* **Texto dado**
————————

Por Borja Vilaseca
No hay relaciones más amorosas y a la vez tan conflictivas como las que se crean en una familia. Tarde o temprano hay que comprender y aceptar a los padres para poder disfrutar de los hijos y de la vida.
Aunque el árbol genealógico de la familia X se remonta muchas generaciones atrás, la historia de nuestros protagonistas comenzó en la década de los 50, cuando el señor A y la señora B decidieron prometerse amor eterno, trayendo a la vida al bebé C apenas nueve meses después. A pesar de sus buenas intenciones, los días felices no tardaron en desvanecerse, sobre todo tras los nacimientos de los bebés D, E y F.
Como padre de cuatro hijos, el deber de la responsabilidad atormentaba al señor A hasta el punto de obligarle a residir en su despacho. Sin darse cuenta, se había convertido en un adicto al trabajo. Al igual que el resto de empleados del sistema capitalista, cada mañana se uniformaba con americana y corbata de colores grises, a juego con su rutina. Trabajaba para vivir, pero trabajaba tanto que casi no vivía.
Lo paradójico es que su mayor problema aparecía cuando concluía su jornada laboral y tenía que regresar a casa. No es que no quisiera a su familia, pero siempre estaba demasiado cansado para todo. Incluso para sentirse vivo. Se encontraba mucho más seguro en su rol de profesional que en el de marido y padre. Y para no tener que salir de su zona de comodidad, el señor A se recordaba diariamente que tenía muchas facturas que pagar. Sin embargo, lo único que se estaba cobrando era su propia vida.
MADRE NO HAY MÁS QUE UNA
“Me encantan las madres; sobretodo las de los demás.”
(Anónimo)
Mientras, a la señora B la soledad emocional le consumía lentamente. Tal vez fuera por cuestiones biológicas, pero el día que la vida le hizo madre se olvidó de sí misma para siempre. Apenas tuvo elección. Como cualquier otra mujer de su época, quería forjar a sus hijos una personalidad de provecho y legarles un futuro con futuro. Pero una cosa son las intenciones y otra los resultados: encargarse del cuidado y la educación de los cuatro pequeños la superaba.

————————

* **Indicación A**
Según el texto sobre la familia X, ¿en qué década empezó la historia de los protagonistas?

————————

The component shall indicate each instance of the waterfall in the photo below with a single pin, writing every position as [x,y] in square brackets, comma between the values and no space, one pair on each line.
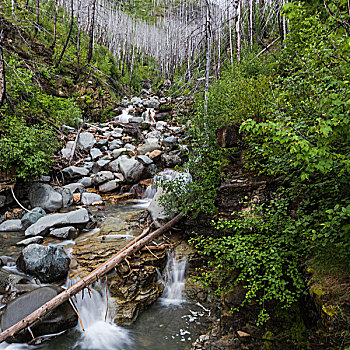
[174,280]
[99,330]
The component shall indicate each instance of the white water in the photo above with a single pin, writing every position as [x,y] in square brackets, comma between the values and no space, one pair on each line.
[174,281]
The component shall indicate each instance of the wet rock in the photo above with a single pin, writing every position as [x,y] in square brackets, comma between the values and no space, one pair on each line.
[78,217]
[132,170]
[144,160]
[86,141]
[44,196]
[90,198]
[99,165]
[67,198]
[74,172]
[11,226]
[95,153]
[150,145]
[171,160]
[109,186]
[155,155]
[75,186]
[58,320]
[102,177]
[32,217]
[68,232]
[31,240]
[170,142]
[45,262]
[86,181]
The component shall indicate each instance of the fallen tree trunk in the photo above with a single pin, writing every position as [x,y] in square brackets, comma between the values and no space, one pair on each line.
[92,277]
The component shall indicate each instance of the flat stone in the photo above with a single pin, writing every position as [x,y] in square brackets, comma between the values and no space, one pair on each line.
[68,232]
[90,198]
[86,141]
[42,226]
[31,240]
[44,196]
[74,171]
[11,226]
[95,153]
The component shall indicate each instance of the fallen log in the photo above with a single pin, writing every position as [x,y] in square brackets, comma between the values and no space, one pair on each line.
[92,277]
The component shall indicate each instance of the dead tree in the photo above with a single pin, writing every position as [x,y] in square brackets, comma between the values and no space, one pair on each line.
[92,26]
[68,36]
[135,245]
[2,74]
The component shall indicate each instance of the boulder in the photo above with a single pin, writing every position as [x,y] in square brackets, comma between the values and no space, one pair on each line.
[68,232]
[75,171]
[58,320]
[32,217]
[48,263]
[86,181]
[86,141]
[132,170]
[89,198]
[102,177]
[78,217]
[75,186]
[11,226]
[95,153]
[109,186]
[44,196]
[67,198]
[144,160]
[99,165]
[31,240]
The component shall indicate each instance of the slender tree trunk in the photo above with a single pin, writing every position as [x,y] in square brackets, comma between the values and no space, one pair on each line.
[92,25]
[68,36]
[55,26]
[2,75]
[238,31]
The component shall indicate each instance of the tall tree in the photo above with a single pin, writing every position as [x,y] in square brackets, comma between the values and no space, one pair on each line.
[68,36]
[92,25]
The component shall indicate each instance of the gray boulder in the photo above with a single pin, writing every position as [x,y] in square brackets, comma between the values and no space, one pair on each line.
[101,177]
[44,196]
[48,263]
[60,319]
[68,232]
[11,226]
[67,198]
[95,153]
[132,170]
[75,171]
[86,181]
[86,141]
[78,217]
[89,198]
[32,217]
[31,240]
[109,186]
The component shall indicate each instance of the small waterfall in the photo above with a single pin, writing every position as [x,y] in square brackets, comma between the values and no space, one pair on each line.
[99,333]
[174,280]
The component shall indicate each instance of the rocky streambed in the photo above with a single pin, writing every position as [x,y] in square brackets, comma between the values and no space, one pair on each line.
[79,217]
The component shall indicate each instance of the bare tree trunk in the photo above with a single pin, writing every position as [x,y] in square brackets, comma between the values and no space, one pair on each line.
[68,36]
[92,277]
[37,16]
[92,25]
[238,31]
[2,74]
[55,26]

————————

* **Indicación B**
¿Cuántas líneas de las entradas llevan la palabra "trunk"? Responde solo con el número.

* **Respuesta escrita A**
En la década de los 50.

* **Respuesta escrita B**
3